>> START Exercise materials
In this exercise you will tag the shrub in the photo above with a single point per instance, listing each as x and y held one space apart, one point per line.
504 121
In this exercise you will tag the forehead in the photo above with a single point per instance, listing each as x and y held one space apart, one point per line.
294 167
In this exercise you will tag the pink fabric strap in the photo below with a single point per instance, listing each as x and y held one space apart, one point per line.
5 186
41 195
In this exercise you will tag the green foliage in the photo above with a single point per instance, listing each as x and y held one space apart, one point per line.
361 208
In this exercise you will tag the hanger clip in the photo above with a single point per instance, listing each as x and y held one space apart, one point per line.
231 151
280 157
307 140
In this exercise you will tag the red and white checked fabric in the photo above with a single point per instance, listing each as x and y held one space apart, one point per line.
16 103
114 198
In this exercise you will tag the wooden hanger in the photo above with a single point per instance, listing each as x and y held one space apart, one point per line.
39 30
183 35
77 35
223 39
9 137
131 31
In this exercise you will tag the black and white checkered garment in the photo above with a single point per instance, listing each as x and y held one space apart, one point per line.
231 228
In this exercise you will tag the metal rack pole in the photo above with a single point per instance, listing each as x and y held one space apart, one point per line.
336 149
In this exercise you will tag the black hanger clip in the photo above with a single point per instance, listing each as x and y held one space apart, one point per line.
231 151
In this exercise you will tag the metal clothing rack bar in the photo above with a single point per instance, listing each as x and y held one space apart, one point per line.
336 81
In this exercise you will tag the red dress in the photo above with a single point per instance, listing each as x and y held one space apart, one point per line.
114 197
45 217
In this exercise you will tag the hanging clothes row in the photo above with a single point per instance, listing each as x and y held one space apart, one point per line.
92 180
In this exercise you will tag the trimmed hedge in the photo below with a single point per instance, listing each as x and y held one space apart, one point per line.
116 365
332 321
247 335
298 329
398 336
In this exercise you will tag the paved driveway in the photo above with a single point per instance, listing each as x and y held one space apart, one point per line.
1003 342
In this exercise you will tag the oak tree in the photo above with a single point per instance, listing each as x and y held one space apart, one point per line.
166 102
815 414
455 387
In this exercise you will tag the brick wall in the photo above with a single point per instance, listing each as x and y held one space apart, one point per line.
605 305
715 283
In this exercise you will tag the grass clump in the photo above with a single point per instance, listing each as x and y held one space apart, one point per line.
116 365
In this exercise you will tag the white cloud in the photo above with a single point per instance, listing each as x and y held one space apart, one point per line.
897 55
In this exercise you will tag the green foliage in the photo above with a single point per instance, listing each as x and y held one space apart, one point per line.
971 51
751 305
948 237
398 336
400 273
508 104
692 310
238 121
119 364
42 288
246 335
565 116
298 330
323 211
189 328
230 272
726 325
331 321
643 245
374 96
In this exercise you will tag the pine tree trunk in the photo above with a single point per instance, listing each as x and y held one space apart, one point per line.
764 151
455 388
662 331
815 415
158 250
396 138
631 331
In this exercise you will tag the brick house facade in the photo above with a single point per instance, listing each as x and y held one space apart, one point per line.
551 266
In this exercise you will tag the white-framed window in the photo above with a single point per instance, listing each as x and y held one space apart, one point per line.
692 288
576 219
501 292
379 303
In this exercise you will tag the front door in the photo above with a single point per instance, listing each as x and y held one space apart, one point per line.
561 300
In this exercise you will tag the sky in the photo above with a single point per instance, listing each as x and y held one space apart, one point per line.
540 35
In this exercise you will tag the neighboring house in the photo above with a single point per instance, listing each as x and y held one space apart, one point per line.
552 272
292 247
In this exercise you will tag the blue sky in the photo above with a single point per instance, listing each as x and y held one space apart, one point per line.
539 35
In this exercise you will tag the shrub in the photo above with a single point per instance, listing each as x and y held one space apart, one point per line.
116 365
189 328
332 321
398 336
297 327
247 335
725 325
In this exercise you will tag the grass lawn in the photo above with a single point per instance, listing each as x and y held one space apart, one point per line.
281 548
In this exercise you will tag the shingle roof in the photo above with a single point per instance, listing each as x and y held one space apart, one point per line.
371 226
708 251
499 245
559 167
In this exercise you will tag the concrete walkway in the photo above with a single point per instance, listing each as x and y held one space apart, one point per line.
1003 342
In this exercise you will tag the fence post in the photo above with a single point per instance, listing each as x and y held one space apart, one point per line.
>> END Exercise materials
Extract the full listing above without altering anything.

In this exercise you will tag the shrub in the photo above with a single point per instance, listing each as x and y held one space apart, one point per line.
504 121
In this exercise you will tag the forehead in the photo above with a single point per instance, listing each as x and y held one space apart, one point per line.
294 167
In this exercise you will tag the pink fabric strap in the photo below with a single point per instance, listing each as x and y held one space apart, one point per line.
5 186
41 195
In this exercise you will tag the green foliage in the photo above with a single point per instance, listing each as x and y held one space apart, one point per line.
361 208
In this exercise you will tag the hanger clip in the photo above with a single point per instance, listing each as x and y held one space apart, one point per line.
231 151
280 157
307 140
In this exercise you will tag the red and white checked fabric in the photo above with a single point per instance, listing each as x and y held one space apart, one point per line.
16 103
114 198
In this exercise you will tag the wooden hanger in the photo above with a single point per instance, listing each as x and y held one space apart, one point per line.
39 30
183 35
77 35
223 39
9 137
131 31
In this exercise you will tag the black and white checkered garment in the photo above with a single point per instance, listing each as x and y held one space apart, one point per line.
231 228
In this exercise you will tag the metal rack pole in the photo above with a single point per instance, listing each as x and y held one space apart, one point per line.
336 149
In this exercise you will tag the black hanger clip in the photo above with a single point per instance, listing each as x and y held one space apart, one point per line.
231 151
In this exercise you will tag the metal clothing rack bar in the photo above with a single point per instance, listing each as x and y held one space apart, one point per line.
336 81
In this exercise you will tag the red dress in the photo above with a single point per instance, listing each as x and y held one space apart, one point per line.
114 197
45 217
In this exercise you will tag the hanging clothes row in the photo above with a single point per instance, listing each as x and y held one space apart, one point per line.
92 180
In this exercise you will tag the trimmed hedge in the photo below with a single point per instance, listing each as x and y held one space apart, one point per line.
116 365
332 321
247 335
298 329
398 336
In this exercise you will tag the paved driveway in the photo above with a single point per instance, listing each as x and y held one space apart, one point per line.
1003 342
In this exercise you will tag the oak tree in the photo above with a single point per instance, listing each as x and y held one space apart, one point per line.
166 102
815 414
455 387
In this exercise you will tag the brick wall in the photo above with a single point per instance, listing each as x and y held one space apart, one point per line.
605 305
715 283
In this exercise you will tag the grass clump in the photo above with a single point per instance, listing each as x and y held one space apart, one point per line.
116 365
In this exercise you will tag the white cloud in the photo above with a single point per instance, listing each as x and y held one space apart, one point per line.
897 55
In this exercise you will tag the green foliage in the photo above with a single point per instance, listing each as x and y held one space apart, one point per line.
971 51
751 305
948 237
398 336
400 273
508 104
692 310
238 121
119 364
42 288
246 335
565 116
298 330
323 211
189 328
230 272
726 325
331 321
643 245
374 96
In this exercise you will tag the pine tree trunk in the photo above with a single point per instance, listing each as x and y held one space apart, one point per line.
764 151
455 388
662 331
815 415
158 250
396 138
631 331
In this exercise you will tag the brick house facade in the photo above with a single point per instance, listing each as x and y held one space apart, one point per line.
551 266
In this exercise you will tag the white-framed window in the photo above with a single point per instance, listing each as x and y held one space apart, one point per line.
692 288
576 219
501 292
379 303
In this exercise you will tag the front door in the photo above with a single point per instance, listing each as x and y held one space apart, one point per line.
561 300
In this exercise you will tag the sky in the photo above with a single point per instance, listing each as x and y held one space apart, one point per line.
540 35
In this exercise you will tag the neighboring house in the photo above with a single point per instance, listing each as x and y held one space apart, one point per line.
552 272
292 247
In this exercise you will tag the blue sky in the photo above with a single point per instance, listing each as x and y held one space apart, one point per line.
539 35
In this exercise you will tag the shrub in the photo above with a single point per instance, listing each as x and y held one space apart, one point per line.
116 365
189 328
332 321
398 336
297 327
247 335
725 325
In this exercise you will tag the grass lawn in the photo above with a single point per instance, listing each as x and y held one space apart, one point per line.
281 548
In this exercise you will tag the shingle roof in the photo above with a single point per instance, listing each as x and y held one space apart, one point per line.
371 226
708 251
499 245
559 167
In this exercise you will tag the concrete walkway in the photo above with a single point per instance, listing each as x and y held one space apart, one point per line.
1003 342
In this exercise you will tag the fence post in the photo above with a single point per instance, listing each as x and y held one space apart, one point per line.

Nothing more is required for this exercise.